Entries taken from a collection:
• • • •

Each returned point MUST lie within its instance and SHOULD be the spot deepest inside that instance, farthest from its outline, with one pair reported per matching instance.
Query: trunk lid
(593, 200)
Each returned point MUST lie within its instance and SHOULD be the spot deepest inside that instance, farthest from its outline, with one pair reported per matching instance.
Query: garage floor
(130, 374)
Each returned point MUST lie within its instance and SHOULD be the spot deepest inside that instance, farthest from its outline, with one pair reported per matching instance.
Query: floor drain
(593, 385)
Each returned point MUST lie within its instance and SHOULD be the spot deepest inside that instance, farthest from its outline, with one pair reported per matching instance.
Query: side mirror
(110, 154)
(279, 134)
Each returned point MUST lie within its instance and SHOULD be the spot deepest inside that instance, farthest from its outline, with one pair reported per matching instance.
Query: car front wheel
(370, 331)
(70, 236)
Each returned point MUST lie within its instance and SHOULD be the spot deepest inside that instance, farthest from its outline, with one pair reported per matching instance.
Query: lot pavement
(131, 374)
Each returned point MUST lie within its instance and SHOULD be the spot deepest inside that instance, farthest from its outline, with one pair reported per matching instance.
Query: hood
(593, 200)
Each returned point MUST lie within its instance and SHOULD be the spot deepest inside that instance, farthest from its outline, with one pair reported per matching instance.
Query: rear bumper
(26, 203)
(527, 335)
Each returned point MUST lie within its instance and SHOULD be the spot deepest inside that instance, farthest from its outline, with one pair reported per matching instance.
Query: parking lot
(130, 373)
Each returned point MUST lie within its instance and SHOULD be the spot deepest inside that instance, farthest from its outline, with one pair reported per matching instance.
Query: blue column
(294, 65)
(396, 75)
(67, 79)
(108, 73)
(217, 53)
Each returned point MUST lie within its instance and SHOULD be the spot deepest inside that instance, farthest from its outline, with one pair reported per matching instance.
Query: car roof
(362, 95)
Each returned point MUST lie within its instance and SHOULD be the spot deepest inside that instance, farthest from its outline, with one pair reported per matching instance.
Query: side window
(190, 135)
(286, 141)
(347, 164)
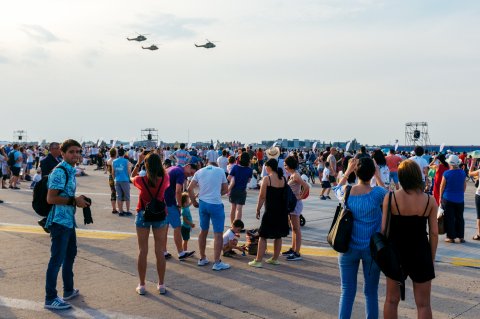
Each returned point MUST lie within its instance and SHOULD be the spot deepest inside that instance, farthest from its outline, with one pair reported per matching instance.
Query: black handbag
(155, 210)
(340, 231)
(386, 255)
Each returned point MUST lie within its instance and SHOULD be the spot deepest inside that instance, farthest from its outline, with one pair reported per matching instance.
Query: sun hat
(273, 152)
(453, 160)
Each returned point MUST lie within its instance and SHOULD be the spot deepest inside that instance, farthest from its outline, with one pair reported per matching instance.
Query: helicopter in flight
(208, 45)
(152, 47)
(139, 38)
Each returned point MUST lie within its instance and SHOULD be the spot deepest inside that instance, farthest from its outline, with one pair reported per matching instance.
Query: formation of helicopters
(142, 37)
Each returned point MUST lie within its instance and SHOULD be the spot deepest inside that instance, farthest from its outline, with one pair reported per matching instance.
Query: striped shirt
(367, 215)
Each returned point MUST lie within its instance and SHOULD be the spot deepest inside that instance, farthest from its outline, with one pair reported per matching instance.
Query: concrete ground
(105, 269)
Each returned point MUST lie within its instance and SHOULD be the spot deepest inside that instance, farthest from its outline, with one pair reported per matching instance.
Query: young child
(326, 182)
(187, 222)
(36, 178)
(230, 242)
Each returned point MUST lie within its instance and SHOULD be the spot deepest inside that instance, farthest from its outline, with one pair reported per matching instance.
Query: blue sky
(327, 70)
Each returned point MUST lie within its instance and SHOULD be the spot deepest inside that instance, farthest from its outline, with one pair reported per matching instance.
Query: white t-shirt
(422, 163)
(222, 162)
(326, 174)
(212, 156)
(210, 180)
(227, 236)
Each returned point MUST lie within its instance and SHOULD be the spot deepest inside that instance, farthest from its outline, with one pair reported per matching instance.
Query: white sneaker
(203, 262)
(220, 266)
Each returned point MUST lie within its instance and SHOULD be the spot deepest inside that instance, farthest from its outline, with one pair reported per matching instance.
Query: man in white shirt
(422, 163)
(212, 184)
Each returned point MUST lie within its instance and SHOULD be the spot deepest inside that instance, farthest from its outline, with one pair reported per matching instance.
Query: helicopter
(152, 47)
(139, 38)
(208, 45)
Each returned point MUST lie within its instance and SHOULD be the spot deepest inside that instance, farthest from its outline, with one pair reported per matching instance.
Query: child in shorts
(326, 186)
(187, 221)
(230, 241)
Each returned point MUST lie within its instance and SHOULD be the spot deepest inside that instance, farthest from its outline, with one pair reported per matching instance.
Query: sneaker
(228, 254)
(203, 262)
(57, 304)
(272, 261)
(71, 295)
(294, 256)
(256, 264)
(288, 252)
(220, 266)
(186, 254)
(162, 289)
(140, 290)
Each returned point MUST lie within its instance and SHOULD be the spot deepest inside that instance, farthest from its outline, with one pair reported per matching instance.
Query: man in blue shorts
(212, 184)
(173, 199)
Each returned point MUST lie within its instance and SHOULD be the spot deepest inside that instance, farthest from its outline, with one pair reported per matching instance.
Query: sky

• • • •

Task goal: The entries need to be restated exactly, and their pictures left out.

Written response:
Each returned point MUST lie within its instance and SHOULD be the spot deepest inside that instance, farthest from its outline, with one pair reported per matching instance.
Query: trunk lid
(593, 200)
Each returned point MUST lie within its instance and SHOULD be the spot deepest inside that instance, farthest from its outline, with one pair reported per matching instance.
Query: garage floor
(130, 374)
Each returned point MUST lie within its instance and SHOULD be the spot deepest inside that instance, farthest from its outline, with one pair reported per matching instance.
Query: floor drain
(593, 385)
Each returned point MUST lie within its instance and SHOULD be the spot deepest inside that instance, farthest from its outline, with one pair reported per matching instance.
Query: side mirror
(110, 154)
(279, 134)
Each returned point MUST lie within its instance and SHOULD be the spot deepest inside that instance, farthest from its outline, with one pair reported per matching instance.
Query: car front wheel
(370, 331)
(70, 236)
Each returned point MUST lie within its instance and SHOULD be the spot deepest inside that instance, farthest from its outline, with one pair reported per matching instance.
Query: lot pavement
(131, 374)
Each returned point MUST lie within its instance and SHOULD be the spot deepest inside that instance, farthest from its outline, with one pair reported per matching instance.
Query: hood
(593, 200)
Each returned point MUST lie within its instance and SHOULD be the spot deepest inside that instance, farthest from its outline, with one pair reported per matching instance.
Query: rear bumper
(26, 203)
(527, 335)
Each returned point MUST lie within its instance and SHOULD be the spot deepest inside that instance, farthest from its outline, with one pair reported per matching instance.
Query: parking lot
(130, 373)
Each returned point MUST lie within its instance and SHOULD be the spot deepest inside that instance, farthest from its outline, with one pair reported per matching instance.
Query: blue column
(294, 65)
(396, 75)
(67, 79)
(108, 73)
(217, 53)
Each returned point MUST lie within its instance and SHOULD be the spot deepest inside that instance, farthest from its outline, with one pair reported per matching instance.
Query: car roof
(362, 95)
Each returned point MUST lie within its instance and SHOULD be the spot deepest inside that instance, farthest from its outline, with one pair reported per matching instance.
Query: side window
(190, 135)
(286, 141)
(347, 164)
Each returned point MUST lie within its instance and SHOULD be the spot deepest inside that instance, farthest from its outline, with one pair reported per matching instance.
Query: black handbag
(155, 210)
(340, 231)
(386, 255)
Each returned point MUST lie within its instance and SHOULD be the spot deepest inside that instance, farthest from its outline, with one pair reported per matching instance.
Query: sun hat
(273, 152)
(453, 160)
Each returned point MUST lie within its instance and SHOULD be the spot deepest inside that instance, farthest from its outline, with one pair reported per matching instance.
Query: helicopter in flight
(208, 45)
(152, 47)
(139, 38)
Each returned point MUST lie within its instance and SHOULD be the spot deepest inside that instance, farthest from its outline, with one pair reported per matching instance.
Query: formation of helicopters
(142, 37)
Each returned point MUST lie within its instance and SHOULD be the spot deepest inside that instance, farthest from its outline, with one pair reported per matching instance.
Query: striped shirt
(367, 215)
Each returned point MUST lie within its instance and SHOULD be the spot deepest inside that instance, farthest from its outline, with one pair reported per matching instance.
Query: concrete ground
(105, 269)
Each returned point MUST lie within its instance and SHOULD be the spot deepest inside that instance, farthest from its outline, with one pair reported per matching instance.
Query: young child
(326, 182)
(187, 222)
(36, 178)
(230, 242)
Each returned point MUST lie within its instance and SHOULD be the spot deepest inside that instance, farthest from its outline, with one pair reported per matching instance.
Query: blue sky
(327, 70)
Each returned point MUST lie within its instance and SHOULD be the spot deepest inside that instance, farthest from its outline, with one pair reported per matching instance.
Query: white t-shirt
(422, 163)
(222, 162)
(326, 174)
(212, 156)
(210, 180)
(227, 236)
Each returned point MUST lie within its instance and SHOULD be the spot deepest inside that instance, farthest from its outline, with one pair reported per matching instance.
Query: white sneaker
(203, 262)
(220, 266)
Each returned point MUST lie within its instance and SHOULD be the spot deepest inside that instance, farthest from its outline, with one pair reported per matching instance.
Query: man in white shirt
(422, 163)
(212, 184)
Each returned point MUST lie within its instance and SHOULD be the spot deepest inside that instance, farthest from its outline, with one pair reported per matching instance.
Query: helicopter
(152, 47)
(139, 38)
(208, 45)
Each returned point MUST lie within its instance and SHOULD be the spot deepest inside that instance, farthest from its outline, with one pair reported per matching instance.
Query: child in shorts
(326, 186)
(187, 221)
(230, 241)
Each returned point MUST lie within its instance and SHOULD be the spot deepest inside that instance, farthest from its outline, with one pair reported per matching instance.
Query: sneaker
(228, 254)
(203, 262)
(57, 304)
(272, 261)
(71, 295)
(294, 256)
(256, 264)
(288, 252)
(220, 266)
(186, 254)
(162, 289)
(140, 290)
Each returned point MUST lie within its instance and SHOULD be the spot deepest inside that instance, farthest from its outline, with one pair reported per matching instance.
Query: man in blue shorts
(212, 184)
(173, 199)
Each returned point MUST lie within its instance and SHOULD be the spot deepest inside that instance, farthest from its outline, with one pair reported per matching instance.
Query: sky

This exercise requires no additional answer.